■ Coordinate labeling data:
———
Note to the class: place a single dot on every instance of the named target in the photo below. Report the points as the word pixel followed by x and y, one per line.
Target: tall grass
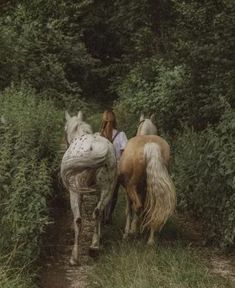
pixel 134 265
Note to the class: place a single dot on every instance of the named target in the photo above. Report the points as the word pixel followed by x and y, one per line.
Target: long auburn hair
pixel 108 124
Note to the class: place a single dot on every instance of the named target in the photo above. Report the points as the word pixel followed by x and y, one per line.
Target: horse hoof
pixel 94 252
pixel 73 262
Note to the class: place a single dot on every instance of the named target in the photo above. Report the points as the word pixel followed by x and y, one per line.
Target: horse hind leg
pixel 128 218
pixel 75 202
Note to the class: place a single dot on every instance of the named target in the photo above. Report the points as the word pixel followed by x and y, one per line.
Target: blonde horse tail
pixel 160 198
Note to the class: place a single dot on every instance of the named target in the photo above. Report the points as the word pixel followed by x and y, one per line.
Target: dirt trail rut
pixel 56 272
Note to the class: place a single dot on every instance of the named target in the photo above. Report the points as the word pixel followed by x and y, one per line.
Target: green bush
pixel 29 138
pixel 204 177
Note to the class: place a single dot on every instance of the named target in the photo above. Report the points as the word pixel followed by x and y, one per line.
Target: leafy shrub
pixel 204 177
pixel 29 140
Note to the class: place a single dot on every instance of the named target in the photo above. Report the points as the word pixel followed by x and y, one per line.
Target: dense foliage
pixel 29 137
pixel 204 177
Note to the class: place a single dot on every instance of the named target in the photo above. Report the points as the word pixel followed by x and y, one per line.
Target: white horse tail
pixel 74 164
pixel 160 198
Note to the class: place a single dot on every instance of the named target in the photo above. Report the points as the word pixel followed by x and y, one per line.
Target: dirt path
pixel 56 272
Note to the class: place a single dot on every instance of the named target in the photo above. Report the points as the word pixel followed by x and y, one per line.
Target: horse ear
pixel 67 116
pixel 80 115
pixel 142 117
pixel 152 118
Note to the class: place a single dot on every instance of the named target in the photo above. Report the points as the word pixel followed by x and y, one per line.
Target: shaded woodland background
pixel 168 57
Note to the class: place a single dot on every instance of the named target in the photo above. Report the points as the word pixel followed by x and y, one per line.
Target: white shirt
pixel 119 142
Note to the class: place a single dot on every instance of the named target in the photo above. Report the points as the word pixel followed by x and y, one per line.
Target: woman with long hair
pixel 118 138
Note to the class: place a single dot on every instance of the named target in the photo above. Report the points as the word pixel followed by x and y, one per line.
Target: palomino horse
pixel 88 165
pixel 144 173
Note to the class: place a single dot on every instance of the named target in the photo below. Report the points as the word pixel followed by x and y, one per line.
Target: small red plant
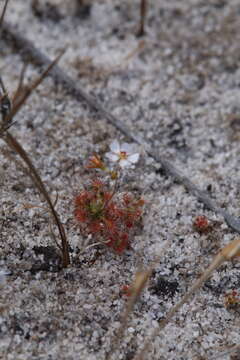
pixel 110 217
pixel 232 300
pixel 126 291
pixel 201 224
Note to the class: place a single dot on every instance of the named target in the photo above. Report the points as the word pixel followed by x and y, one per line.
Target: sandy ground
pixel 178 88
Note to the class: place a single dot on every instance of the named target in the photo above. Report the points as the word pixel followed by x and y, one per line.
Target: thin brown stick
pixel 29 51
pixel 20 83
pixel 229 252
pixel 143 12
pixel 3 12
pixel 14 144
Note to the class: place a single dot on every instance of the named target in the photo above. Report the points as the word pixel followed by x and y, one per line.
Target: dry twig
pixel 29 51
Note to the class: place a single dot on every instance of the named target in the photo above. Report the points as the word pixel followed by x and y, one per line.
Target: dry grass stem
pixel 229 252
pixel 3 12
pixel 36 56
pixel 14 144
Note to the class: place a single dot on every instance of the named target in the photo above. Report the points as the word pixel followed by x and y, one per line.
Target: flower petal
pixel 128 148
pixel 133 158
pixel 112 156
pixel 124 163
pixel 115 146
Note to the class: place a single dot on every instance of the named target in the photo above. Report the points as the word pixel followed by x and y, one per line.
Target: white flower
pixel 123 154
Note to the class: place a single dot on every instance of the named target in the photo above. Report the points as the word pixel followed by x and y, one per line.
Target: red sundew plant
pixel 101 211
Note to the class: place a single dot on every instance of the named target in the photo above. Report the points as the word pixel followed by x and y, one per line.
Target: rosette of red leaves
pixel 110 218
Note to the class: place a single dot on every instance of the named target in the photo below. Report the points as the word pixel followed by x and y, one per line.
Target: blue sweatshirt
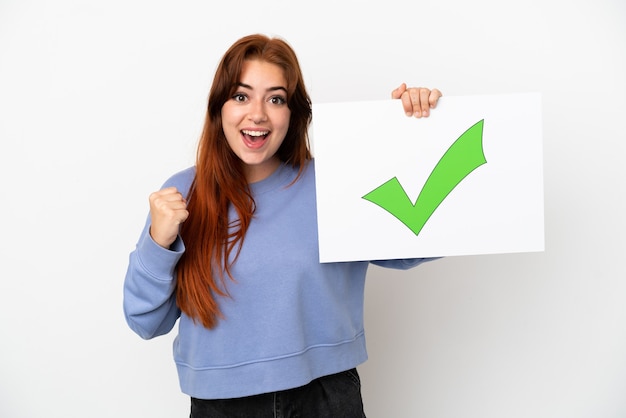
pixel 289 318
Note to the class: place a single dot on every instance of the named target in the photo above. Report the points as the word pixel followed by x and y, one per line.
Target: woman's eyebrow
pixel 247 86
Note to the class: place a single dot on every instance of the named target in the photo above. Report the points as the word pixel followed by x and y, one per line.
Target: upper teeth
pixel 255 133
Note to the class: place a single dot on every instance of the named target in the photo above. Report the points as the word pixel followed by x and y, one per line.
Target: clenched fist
———
■ Work instructions:
Reproduce everything from the beginning of the rows down to the line containing "pixel 73 262", including that line, and leave out the pictures.

■ Correct result:
Note to the class: place a single dot on every instance of the named target in the photo below. Report the points as the word pixel followed by x and y, one per line.
Target: tall grass
pixel 134 265
Note to the class: place a single dot on every instance of the named target in the photo above. Report the points as the word pixel followed by x and y, one per line.
Target: long auburn hair
pixel 108 124
Note to the class: place a single dot on every instance of the named target in the photo above. Report the points as the word pixel followed by x and y, one per line.
Target: horse hoof
pixel 94 252
pixel 73 262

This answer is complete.